» **WHAT YOU HAVE TO DO**
Reproduce the records unchanged, from their first line through the line containing "131L15 128L13 121L9", and include that line.

» **PROVIDED DATA**
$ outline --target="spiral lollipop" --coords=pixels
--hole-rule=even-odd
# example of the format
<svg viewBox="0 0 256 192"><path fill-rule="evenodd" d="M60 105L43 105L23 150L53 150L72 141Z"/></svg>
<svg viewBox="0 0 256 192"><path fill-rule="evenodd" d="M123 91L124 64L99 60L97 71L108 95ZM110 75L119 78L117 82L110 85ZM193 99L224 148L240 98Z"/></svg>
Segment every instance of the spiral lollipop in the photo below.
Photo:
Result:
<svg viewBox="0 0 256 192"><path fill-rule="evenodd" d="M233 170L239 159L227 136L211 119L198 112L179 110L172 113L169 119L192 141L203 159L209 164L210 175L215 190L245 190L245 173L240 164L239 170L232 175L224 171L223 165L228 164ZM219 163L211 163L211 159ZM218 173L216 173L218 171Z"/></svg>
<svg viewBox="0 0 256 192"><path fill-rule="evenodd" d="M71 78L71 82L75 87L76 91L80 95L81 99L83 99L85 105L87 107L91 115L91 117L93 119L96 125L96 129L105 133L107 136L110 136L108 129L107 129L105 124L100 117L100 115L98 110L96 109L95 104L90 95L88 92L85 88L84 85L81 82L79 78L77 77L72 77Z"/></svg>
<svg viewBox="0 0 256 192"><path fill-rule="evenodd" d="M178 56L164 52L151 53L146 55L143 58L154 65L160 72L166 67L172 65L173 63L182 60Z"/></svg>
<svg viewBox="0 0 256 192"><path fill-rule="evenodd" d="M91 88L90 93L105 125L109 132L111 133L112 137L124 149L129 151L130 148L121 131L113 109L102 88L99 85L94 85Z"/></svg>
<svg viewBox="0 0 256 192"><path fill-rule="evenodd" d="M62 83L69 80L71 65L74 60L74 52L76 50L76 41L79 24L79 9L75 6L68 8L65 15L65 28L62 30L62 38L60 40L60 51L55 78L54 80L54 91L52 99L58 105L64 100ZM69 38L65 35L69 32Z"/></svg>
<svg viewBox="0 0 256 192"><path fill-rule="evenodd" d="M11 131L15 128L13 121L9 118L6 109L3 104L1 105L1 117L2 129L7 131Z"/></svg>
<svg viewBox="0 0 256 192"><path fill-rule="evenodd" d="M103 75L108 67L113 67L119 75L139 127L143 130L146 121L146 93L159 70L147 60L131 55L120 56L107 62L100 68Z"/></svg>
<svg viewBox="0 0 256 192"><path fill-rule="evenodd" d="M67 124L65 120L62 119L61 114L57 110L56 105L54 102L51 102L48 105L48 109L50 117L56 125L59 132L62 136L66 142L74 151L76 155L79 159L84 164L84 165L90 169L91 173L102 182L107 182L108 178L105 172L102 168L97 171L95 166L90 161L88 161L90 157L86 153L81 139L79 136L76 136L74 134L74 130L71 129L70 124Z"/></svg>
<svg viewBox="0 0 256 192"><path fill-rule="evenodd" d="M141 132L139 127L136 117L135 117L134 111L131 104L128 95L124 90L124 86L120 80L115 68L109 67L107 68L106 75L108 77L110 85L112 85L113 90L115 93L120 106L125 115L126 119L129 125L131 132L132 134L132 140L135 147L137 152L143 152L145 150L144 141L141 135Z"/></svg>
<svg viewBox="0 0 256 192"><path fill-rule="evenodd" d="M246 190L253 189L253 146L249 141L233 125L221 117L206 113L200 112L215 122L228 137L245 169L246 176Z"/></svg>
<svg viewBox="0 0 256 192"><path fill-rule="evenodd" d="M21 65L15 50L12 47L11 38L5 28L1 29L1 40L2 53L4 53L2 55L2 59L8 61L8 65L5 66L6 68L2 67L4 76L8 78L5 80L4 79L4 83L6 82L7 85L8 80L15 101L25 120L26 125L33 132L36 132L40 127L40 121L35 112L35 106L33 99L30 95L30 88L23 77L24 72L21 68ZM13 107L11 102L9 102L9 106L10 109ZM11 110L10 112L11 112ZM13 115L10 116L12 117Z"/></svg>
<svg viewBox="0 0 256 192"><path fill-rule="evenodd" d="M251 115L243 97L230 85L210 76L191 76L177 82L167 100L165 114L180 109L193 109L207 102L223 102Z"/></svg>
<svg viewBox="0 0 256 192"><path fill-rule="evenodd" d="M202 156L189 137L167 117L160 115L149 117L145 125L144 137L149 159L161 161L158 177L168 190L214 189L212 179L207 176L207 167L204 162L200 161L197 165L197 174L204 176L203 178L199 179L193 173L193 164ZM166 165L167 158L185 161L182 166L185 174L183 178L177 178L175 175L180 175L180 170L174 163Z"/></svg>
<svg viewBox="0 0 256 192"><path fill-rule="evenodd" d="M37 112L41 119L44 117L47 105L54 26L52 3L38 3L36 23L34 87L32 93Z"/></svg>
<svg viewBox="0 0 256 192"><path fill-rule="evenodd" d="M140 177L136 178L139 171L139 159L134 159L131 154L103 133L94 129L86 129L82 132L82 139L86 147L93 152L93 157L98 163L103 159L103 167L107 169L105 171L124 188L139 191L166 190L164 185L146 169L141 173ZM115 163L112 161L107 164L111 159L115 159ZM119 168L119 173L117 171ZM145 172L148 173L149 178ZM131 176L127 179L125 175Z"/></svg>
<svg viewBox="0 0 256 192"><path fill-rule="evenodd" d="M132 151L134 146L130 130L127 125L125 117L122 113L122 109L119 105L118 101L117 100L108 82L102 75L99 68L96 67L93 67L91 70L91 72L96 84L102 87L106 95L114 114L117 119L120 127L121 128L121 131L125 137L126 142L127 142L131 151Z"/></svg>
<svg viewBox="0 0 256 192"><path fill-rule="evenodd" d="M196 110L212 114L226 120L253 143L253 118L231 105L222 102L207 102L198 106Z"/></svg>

» **EXERCISE RESPONSE**
$ outline --target="spiral lollipop" --coords=pixels
--hole-rule=even-odd
# example of the format
<svg viewBox="0 0 256 192"><path fill-rule="evenodd" d="M60 105L43 105L23 150L53 150L72 141Z"/></svg>
<svg viewBox="0 0 256 192"><path fill-rule="evenodd" d="M123 91L124 64L99 60L97 71L108 95ZM110 75L119 78L117 82L110 85ZM193 99L224 148L240 98Z"/></svg>
Segment every instance of the spiral lollipop in the photo below.
Photo:
Result:
<svg viewBox="0 0 256 192"><path fill-rule="evenodd" d="M233 170L239 159L227 136L211 119L198 112L179 110L172 113L169 119L192 141L203 159L209 164L210 175L215 190L245 190L245 173L240 164L239 170L232 175L224 171L223 165L228 164ZM219 163L211 163L211 159ZM218 173L216 173L218 171Z"/></svg>
<svg viewBox="0 0 256 192"><path fill-rule="evenodd" d="M71 78L71 82L75 87L76 91L80 95L81 99L83 99L85 105L87 107L91 115L91 117L93 119L96 125L96 129L105 133L107 136L110 136L108 129L107 129L105 124L100 117L100 115L98 110L96 109L95 104L90 95L88 92L85 88L84 85L81 82L79 78L77 77L72 77Z"/></svg>
<svg viewBox="0 0 256 192"><path fill-rule="evenodd" d="M178 56L164 52L151 53L146 55L143 58L154 65L160 72L166 67L172 65L173 63L182 60Z"/></svg>
<svg viewBox="0 0 256 192"><path fill-rule="evenodd" d="M91 88L90 93L105 125L109 132L111 133L112 137L124 149L129 151L130 148L121 131L113 109L102 88L99 85L94 85Z"/></svg>
<svg viewBox="0 0 256 192"><path fill-rule="evenodd" d="M62 83L69 80L71 65L74 60L74 52L76 50L76 41L79 24L79 9L75 6L68 8L65 15L65 28L62 30L62 38L60 40L60 51L55 78L54 80L54 91L52 99L58 105L64 100ZM69 38L65 35L69 32Z"/></svg>
<svg viewBox="0 0 256 192"><path fill-rule="evenodd" d="M11 131L15 128L13 121L9 118L6 109L3 104L1 105L1 117L2 129L7 131Z"/></svg>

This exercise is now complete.